─── Passage given ───

At a manifest level, the preliminary way in which such closed circles of viewers attempt to apperceive the “Absolute” is by being “nothing”, yet somewhere in translation, this nothing becomes “relational” to the Absolute and thus to "creation". Can one or a few know the Absolute if all the rest are unconscious, or is the view itself determined by and reflexive of the essential assumption through which the view is realized? Regardless of how these results of searching try to “help” to rectify or sustain the apparency of duality, the very assumption upon which all such views depend only perpetuates the apparent problem, or its neverending solution. This latter "method" has the "individual" forever cutting themselves off from their deepest essential love, Union with "the Absolute", such that there is forever yearning, but never the true possibilty of "completion", which supposedly helps the Absolute realize Orders of Absoluteness that would never have been possible otherwise. The impulse to escape has now been transformed into “helping”, but at the cost of “objectifying” the apparent separation between God and Creation. If the purpose of this method is to establish utter indifference to any result, then of what relevance can "helping" be? And so on....
All that can be done by anyone who holds to a fixed reality (spiritual or otherwise) as being ultimate, is to continue penetrating deeper, deeper, and yet deeper in consciousness... until it is recognized that there is not a one. Not a not. Nothing. Without something or everything to compare itself to. Nothing before nothing was ever invented. Nothing after nothing completely and utterly subsides. Nothing. In the Face of Nothing, Nothing Is Absolute/Absolute Is Nothing...
The Silence of unbroken Presence at G's gravesite totally transcends any of his previously issued injunctions like relegating most of mankind to governance by some sort of absolute duality - the consequence of which is the discarding of these unfortunates into the cosmic "too late for completion" bin, through which these spiritual essences will all be dissolved into their primal components and recycled. Yikes! This idea's continuation (as projected by the grave ensemble) and its accompanying need to redeem the "debt" through self-sacrificial payment are ultimately irrelevant. The underlying intensity of consciousness beneath the expression relinquishes all striving and necessity to be and do. “Unto and beyond death, beyond anything”, are nothing but absurdity. There Is No Fear Here.
Although the idosyncratic abuse to which G subjected his body (which may have lent a definite severity to the “method” he employed) was totally unwarranted except for him in particular, at least in order to arrive at the realization which allowed setting up the grave site space, some of these excesses now seem to be one of the attractions that draw people to his “work” legend. In the final year of G's life, there was a huge rush to pass on and preserve as many of his methods and ideas as was possible... Yet if anyone would only pay heed to the “last” thing he left and his final words, “I leave you all in one fine mess”, they might yet come around to comprehending that the entirety of his work was never completely finished, and that his realization of this in his last days, also may have radically altered his own being conscious of what “work” really is. Nothing. (This is not a nihilistic reference, but is meant in a transcendently immanent way.) The joke of it is that if nothing is true, then what was there to complete or be incomplete in the first place? Le dernier rire est toujours à nous-mêmes, n'est pas?

───

Set exercise 1
In the essay on the Absolute, revise the part that opens with the words containing "All that can" and closes with "Absolute/Absolute Is Nothing...", changing "consciousness" to "awareness".
Set exercise 2
According to the essay on the Absolute, what were G's final words?
Set exercise 3
Decide whether each statement agrees with the essay on the Absolute: (a) The impulse to escape has been turned into helping. (b) G's work was completely finished by the time he died. (c) The essay's use of "Nothing" is meant as a nihilistic reference.

─── Record excerpts ───

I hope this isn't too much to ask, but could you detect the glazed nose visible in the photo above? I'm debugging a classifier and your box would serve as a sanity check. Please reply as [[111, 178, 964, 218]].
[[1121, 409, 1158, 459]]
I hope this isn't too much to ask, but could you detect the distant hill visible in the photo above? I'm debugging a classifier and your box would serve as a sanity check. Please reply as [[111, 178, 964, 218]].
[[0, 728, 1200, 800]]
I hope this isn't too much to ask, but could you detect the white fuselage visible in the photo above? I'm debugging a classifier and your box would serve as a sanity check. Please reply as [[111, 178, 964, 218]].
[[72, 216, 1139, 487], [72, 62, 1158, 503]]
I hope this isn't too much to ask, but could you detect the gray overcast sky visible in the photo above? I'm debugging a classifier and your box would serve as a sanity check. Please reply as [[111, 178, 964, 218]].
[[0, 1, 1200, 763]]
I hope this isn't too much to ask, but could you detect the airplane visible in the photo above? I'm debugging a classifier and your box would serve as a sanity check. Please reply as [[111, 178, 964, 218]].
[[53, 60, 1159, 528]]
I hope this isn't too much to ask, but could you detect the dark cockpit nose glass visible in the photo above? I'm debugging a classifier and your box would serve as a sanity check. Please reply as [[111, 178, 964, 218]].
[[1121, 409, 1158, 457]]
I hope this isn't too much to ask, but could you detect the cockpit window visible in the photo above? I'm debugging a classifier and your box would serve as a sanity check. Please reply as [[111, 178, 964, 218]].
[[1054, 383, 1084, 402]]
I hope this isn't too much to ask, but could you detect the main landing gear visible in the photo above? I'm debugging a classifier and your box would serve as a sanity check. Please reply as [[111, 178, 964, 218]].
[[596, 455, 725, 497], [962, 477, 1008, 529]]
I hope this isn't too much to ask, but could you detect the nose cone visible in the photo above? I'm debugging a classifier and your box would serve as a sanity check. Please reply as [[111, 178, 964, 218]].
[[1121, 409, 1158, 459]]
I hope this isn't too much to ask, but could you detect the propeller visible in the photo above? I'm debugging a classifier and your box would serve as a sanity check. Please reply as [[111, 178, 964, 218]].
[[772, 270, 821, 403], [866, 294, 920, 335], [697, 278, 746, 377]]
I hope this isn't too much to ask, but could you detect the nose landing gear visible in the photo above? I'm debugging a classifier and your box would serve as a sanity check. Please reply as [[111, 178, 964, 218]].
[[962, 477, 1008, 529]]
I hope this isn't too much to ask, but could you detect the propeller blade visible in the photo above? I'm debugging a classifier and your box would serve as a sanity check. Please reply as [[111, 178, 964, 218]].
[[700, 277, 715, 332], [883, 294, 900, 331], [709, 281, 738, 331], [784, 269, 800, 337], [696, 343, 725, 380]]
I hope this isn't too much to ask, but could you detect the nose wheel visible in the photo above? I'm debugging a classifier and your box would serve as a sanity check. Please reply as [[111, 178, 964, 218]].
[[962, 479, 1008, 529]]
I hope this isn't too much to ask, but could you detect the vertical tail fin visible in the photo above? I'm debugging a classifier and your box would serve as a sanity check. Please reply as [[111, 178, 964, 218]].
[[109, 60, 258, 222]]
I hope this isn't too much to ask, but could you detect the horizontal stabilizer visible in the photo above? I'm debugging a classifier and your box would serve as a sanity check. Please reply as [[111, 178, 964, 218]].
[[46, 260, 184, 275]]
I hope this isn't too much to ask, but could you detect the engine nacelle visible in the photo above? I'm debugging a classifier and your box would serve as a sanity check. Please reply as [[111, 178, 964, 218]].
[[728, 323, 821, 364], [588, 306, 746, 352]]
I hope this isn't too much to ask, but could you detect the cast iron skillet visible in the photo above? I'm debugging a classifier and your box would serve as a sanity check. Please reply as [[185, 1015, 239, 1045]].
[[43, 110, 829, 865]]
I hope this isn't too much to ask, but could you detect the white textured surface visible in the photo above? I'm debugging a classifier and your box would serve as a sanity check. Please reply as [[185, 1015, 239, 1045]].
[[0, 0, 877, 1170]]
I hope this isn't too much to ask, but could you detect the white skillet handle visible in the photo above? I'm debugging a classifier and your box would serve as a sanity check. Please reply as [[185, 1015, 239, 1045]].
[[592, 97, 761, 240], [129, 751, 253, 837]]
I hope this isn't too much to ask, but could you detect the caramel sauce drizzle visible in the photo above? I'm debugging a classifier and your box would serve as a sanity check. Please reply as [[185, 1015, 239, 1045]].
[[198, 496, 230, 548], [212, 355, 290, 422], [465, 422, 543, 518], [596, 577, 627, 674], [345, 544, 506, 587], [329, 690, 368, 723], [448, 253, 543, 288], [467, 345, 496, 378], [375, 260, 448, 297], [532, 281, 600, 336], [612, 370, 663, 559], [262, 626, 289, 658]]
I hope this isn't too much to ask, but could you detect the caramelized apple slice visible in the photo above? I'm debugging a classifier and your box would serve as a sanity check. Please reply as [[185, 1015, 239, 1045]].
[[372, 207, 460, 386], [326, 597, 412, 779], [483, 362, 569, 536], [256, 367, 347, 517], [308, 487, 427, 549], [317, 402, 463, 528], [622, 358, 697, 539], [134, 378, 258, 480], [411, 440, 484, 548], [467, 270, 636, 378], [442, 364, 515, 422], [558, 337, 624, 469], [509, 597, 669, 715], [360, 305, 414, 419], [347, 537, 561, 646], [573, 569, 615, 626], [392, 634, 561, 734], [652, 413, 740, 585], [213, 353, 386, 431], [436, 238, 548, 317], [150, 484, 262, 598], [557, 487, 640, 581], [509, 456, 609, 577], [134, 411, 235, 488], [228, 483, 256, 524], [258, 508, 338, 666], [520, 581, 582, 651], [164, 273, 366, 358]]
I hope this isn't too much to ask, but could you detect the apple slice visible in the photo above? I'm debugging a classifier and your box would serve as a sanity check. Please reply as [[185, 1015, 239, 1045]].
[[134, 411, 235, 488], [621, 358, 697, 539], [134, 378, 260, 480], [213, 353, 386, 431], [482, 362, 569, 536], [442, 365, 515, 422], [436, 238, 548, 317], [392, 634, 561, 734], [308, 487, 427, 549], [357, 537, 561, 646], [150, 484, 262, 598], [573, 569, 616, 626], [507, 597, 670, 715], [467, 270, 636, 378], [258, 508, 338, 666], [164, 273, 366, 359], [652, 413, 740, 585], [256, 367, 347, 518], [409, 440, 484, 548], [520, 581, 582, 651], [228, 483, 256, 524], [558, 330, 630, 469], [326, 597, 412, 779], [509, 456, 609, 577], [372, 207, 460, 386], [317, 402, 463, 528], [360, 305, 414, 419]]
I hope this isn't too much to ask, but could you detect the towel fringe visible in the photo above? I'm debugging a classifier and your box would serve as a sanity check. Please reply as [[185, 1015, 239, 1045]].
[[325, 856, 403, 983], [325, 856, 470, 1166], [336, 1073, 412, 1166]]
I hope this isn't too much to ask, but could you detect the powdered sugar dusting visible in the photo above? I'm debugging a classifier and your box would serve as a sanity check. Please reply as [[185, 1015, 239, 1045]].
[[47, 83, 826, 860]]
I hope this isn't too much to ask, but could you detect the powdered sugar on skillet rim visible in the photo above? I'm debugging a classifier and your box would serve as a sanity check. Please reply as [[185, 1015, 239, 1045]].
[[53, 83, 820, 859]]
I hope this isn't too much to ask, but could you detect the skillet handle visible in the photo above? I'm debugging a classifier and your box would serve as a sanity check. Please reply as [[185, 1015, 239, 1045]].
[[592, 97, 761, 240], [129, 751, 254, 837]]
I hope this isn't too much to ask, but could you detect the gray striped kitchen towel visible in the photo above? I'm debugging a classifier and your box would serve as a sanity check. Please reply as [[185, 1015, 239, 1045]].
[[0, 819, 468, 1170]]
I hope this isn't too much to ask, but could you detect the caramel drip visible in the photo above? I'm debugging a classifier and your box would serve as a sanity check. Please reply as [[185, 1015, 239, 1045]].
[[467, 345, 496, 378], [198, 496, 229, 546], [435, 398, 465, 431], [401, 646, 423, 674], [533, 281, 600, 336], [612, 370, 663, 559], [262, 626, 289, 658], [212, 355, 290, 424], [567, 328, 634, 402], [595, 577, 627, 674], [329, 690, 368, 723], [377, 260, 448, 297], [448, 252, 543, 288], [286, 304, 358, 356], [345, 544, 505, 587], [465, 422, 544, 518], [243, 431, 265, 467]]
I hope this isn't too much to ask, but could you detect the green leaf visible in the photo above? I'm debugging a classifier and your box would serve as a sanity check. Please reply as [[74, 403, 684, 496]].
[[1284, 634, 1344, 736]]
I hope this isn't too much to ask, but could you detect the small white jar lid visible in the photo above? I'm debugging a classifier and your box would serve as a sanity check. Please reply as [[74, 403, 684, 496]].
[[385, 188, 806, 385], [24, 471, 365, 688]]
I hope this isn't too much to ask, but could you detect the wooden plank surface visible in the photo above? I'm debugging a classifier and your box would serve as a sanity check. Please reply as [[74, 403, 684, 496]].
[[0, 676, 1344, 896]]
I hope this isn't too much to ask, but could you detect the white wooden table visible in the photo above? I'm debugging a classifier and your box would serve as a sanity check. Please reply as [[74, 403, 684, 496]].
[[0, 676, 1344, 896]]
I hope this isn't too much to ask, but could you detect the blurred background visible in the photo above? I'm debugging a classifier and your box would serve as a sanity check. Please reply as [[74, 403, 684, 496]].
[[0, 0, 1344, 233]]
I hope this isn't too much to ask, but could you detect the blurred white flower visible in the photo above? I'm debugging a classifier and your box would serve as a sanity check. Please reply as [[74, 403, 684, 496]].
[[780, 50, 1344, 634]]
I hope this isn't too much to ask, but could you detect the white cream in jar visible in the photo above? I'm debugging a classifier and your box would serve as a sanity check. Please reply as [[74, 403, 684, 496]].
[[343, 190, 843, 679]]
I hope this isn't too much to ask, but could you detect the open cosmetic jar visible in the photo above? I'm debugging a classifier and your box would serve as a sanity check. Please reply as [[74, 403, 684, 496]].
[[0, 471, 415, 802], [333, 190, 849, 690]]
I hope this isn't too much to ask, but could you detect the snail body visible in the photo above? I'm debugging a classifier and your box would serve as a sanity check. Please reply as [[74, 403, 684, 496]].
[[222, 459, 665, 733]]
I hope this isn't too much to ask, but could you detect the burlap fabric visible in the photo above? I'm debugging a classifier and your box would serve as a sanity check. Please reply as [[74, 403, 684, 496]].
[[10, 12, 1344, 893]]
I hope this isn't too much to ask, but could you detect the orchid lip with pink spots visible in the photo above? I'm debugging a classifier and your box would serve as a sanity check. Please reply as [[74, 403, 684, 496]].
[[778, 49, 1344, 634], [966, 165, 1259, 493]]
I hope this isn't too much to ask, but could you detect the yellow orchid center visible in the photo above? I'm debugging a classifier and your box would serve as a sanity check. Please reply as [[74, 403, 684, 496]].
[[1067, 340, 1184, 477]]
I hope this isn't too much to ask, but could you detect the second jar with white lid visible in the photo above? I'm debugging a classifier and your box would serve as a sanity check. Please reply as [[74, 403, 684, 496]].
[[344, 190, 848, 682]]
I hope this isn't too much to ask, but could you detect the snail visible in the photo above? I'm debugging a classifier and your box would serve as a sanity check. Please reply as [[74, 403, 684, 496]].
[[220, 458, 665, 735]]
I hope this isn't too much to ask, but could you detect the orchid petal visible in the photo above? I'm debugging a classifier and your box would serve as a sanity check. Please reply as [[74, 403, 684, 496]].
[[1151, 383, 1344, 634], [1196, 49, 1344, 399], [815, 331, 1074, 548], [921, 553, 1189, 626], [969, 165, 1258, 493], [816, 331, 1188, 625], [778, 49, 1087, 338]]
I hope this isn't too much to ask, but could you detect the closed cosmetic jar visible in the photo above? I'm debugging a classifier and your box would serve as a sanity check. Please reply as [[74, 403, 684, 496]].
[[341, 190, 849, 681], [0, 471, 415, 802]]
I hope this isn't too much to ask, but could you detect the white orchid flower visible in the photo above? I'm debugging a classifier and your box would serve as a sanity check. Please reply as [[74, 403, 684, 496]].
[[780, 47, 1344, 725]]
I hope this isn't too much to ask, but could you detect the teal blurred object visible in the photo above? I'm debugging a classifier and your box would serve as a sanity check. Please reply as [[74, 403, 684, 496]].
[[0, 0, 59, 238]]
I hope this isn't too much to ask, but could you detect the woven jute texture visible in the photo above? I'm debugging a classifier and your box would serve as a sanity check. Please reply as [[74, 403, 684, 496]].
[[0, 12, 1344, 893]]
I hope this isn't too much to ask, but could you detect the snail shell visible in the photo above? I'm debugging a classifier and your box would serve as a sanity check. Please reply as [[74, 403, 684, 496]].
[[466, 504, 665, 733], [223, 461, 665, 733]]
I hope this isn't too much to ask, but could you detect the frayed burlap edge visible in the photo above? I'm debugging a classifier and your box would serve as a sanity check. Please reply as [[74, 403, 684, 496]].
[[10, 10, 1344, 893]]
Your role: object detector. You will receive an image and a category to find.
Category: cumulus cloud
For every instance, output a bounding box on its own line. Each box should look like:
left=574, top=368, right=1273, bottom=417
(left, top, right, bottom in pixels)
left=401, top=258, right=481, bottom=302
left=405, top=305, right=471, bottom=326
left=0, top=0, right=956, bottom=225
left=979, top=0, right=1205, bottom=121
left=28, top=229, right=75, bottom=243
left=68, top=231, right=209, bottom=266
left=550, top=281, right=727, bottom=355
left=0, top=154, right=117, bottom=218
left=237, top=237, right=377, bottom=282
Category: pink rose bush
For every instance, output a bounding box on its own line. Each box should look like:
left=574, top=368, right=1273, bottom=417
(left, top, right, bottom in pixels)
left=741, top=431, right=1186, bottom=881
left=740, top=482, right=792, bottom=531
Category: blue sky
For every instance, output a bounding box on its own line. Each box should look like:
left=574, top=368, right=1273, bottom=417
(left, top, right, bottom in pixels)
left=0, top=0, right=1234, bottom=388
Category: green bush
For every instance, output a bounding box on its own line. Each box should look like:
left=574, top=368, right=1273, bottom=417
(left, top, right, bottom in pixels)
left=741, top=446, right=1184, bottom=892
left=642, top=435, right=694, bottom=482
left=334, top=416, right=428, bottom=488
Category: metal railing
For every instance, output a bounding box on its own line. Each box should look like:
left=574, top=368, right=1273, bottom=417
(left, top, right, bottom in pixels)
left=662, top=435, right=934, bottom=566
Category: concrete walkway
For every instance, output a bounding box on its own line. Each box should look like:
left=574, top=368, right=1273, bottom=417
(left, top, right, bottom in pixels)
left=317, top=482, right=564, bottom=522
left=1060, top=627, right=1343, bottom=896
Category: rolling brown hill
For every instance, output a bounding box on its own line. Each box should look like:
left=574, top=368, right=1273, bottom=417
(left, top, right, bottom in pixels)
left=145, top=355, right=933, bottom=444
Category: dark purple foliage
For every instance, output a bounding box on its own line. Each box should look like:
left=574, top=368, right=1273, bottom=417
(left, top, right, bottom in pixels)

───

Written response 1
All that can be done by anyone who holds to a fixed reality (spiritual or otherwise) as being ultimate, is to continue penetrating deeper, deeper, and yet deeper in awareness... until it is recognized that there is not a one. Not a not. Nothing. Without something or everything to compare itself to. Nothing before nothing was ever invented. Nothing after nothing completely and utterly subsides. Nothing. In the Face of Nothing, Nothing Is Absolute/Absolute Is Nothing...

Written response 2
“I leave you all in one fine mess.”

Written response 3
(a) Yes: "The impulse to escape has now been transformed into “helping”"
(b) No: "the entirety of his work was never completely finished"
(c) No: "This is not a nihilistic reference, but is meant in a transcendently immanent way."